JOBS:
a) Name every work the Pulitzer news report says won a prize, giving each title as it appears there.
b) Convert a stretch of the records into a JSON list of strings, one string per line, skipping blank lines. Begin at the line that contains "point: white building" and stop after the last line of the records.

SUPPLIED PASSAGE:
Barbara Kingsolver, Hernan Diaz share fiction Pulitzer Prize

By HILLEL ITALIE, Associated Press
Published: May 8, 2023, 1:50pm

NEW YORK — The Pulitzer Prize for fiction was awarded Monday to two class-conscious novels: “Demon Copperhead,” Barbara Kingsolver’s modern recasting of the Dickens classic “David Copperfield,” and Hernan Diaz’s “Trust,” an innovative narrative of wealth and deceit set in 1920s New York.

Beverly Gage’s “G-Man,” her widely acclaimed book on longtime FBI leader J. Edgar Hoover, was given the Pulitzer for biography. “ His Name Is George Floyd: One Man’s Life and the Struggle for Racial Justice,” by Robert Samuels and Toluse Olorunnipa, won for general nonfiction.

Sanaz Toossi’s play “English” won for drama and Jefferson Cowie’s “Freedom’s Dominion: A Saga of White Resistance to Federal Power” was honored for history.

The Pulitzer board hailed “English” as “a quietly powerful play about four Iranian adults preparing for an English language exam in a storefront school near Tehran, where family separations and travel restrictions drive them to learn a new language that may alter their identities and also represent a new life.”

DATASET RECORDS:

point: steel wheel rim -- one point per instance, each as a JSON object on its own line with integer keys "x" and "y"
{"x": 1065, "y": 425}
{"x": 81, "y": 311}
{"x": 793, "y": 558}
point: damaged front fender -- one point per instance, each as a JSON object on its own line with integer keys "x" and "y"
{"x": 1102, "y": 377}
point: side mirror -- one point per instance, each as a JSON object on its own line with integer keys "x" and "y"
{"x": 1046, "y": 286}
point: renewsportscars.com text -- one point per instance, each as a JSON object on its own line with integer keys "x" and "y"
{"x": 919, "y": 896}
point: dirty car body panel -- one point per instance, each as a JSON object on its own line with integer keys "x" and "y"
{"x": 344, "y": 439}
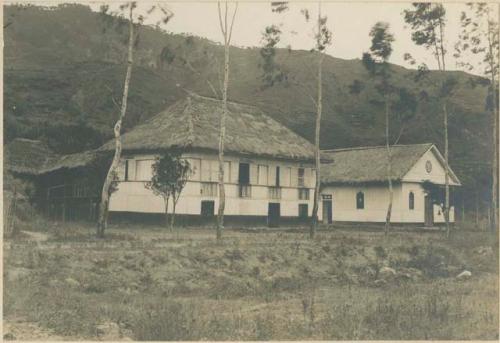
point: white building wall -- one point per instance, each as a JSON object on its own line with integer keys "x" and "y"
{"x": 377, "y": 201}
{"x": 133, "y": 196}
{"x": 418, "y": 172}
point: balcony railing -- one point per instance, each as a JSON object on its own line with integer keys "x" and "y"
{"x": 245, "y": 191}
{"x": 274, "y": 192}
{"x": 303, "y": 193}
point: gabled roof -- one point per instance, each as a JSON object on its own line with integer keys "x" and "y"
{"x": 193, "y": 123}
{"x": 369, "y": 164}
{"x": 34, "y": 157}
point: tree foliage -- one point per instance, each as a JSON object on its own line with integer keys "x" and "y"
{"x": 271, "y": 70}
{"x": 170, "y": 174}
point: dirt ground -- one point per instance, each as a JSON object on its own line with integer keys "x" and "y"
{"x": 147, "y": 283}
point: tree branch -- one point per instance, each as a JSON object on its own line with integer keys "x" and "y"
{"x": 232, "y": 23}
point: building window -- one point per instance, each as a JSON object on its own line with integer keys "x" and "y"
{"x": 303, "y": 193}
{"x": 274, "y": 193}
{"x": 209, "y": 170}
{"x": 209, "y": 189}
{"x": 360, "y": 200}
{"x": 262, "y": 172}
{"x": 301, "y": 177}
{"x": 244, "y": 174}
{"x": 303, "y": 211}
{"x": 245, "y": 191}
{"x": 207, "y": 208}
{"x": 126, "y": 170}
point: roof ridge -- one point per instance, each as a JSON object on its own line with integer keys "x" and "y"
{"x": 373, "y": 147}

FULL SOLUTIONS:
a)
Demon Copperhead
Trust
G-Man
His Name Is George Floyd: One Man's Life and the Struggle for Racial Justice
English
Freedom's Dominion: A Saga of White Resistance to Federal Power

b)
[
  "point: white building wall -- one point per instance, each as a JSON object on its own line with integer keys \"x\" and \"y\"",
  "{\"x\": 377, \"y\": 201}",
  "{\"x\": 133, \"y\": 196}",
  "{\"x\": 418, \"y\": 172}",
  "point: balcony railing -- one point per instance, each as a JSON object on its own line with integer keys \"x\" and \"y\"",
  "{\"x\": 245, \"y\": 191}",
  "{\"x\": 274, \"y\": 192}",
  "{\"x\": 303, \"y\": 193}",
  "point: gabled roof -- one point per instance, each as a JSON object on its own line with integer keys \"x\" and \"y\"",
  "{\"x\": 193, \"y\": 123}",
  "{\"x\": 369, \"y\": 164}",
  "{\"x\": 34, \"y\": 157}",
  "point: tree foliage -- one point per instance, each as a JSON object on its own line with integer keys \"x\" and \"y\"",
  "{\"x\": 271, \"y\": 70}",
  "{\"x\": 170, \"y\": 174}",
  "point: dirt ground -- one point per instance, each as a JSON object on its own line with integer keys \"x\" and \"y\"",
  "{\"x\": 147, \"y\": 283}",
  "point: tree branch -- one point per instance, each as a JSON object on its own line with integer keys \"x\" and \"y\"",
  "{\"x\": 232, \"y\": 23}",
  "point: building window -- one point per instance, each as a JSON object on its own line with integer keys \"x\" and \"y\"",
  "{\"x\": 303, \"y\": 193}",
  "{\"x\": 274, \"y\": 193}",
  "{\"x\": 209, \"y\": 170}",
  "{\"x\": 209, \"y\": 189}",
  "{\"x\": 360, \"y\": 200}",
  "{\"x\": 262, \"y\": 172}",
  "{\"x\": 301, \"y\": 177}",
  "{\"x\": 244, \"y\": 174}",
  "{\"x\": 303, \"y\": 211}",
  "{\"x\": 245, \"y\": 191}",
  "{\"x\": 207, \"y\": 208}",
  "{\"x\": 126, \"y\": 170}",
  "point: roof ridge -- one point per instance, each as a JSON object on its own line with integer keys \"x\" and \"y\"",
  "{\"x\": 373, \"y\": 147}"
]